[start of Supplied material]

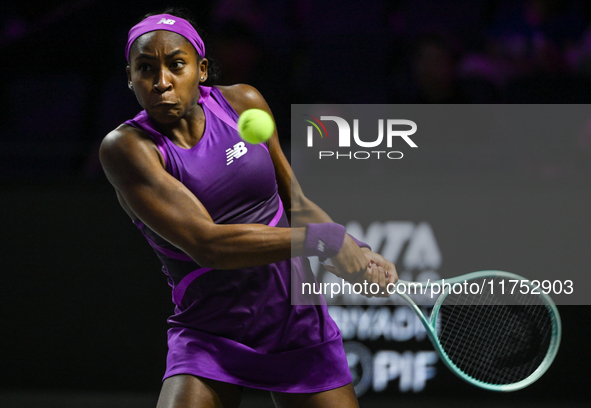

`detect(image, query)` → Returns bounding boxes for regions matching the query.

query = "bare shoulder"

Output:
[99,124,160,167]
[218,84,270,115]
[99,124,164,183]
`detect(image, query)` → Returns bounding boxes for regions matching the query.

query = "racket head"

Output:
[428,271,562,392]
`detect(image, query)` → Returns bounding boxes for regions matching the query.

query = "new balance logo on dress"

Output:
[156,18,174,25]
[316,239,326,252]
[226,142,248,166]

[end of Supplied material]

Direction: Update all of the rows above by replacing "racket head" with "racquet head" and leaving everything else unchanged. Leave the pictures out of your answer.

Answer in full:
`detect(image, query)` → Returns bounding boxes for regions matching the query.

query = "bare shoulder"

Output:
[99,124,160,167]
[218,84,270,115]
[99,124,164,183]
`detect(image, query)` → Returns bounding boxes for regions matching the query.

query = "racquet head"

Output:
[428,271,562,392]
`detect(image, query)` → Returns bounding boxes for regions matching the query.

query = "new balance logo on dress"

Output:
[156,18,174,25]
[316,239,326,252]
[226,142,248,166]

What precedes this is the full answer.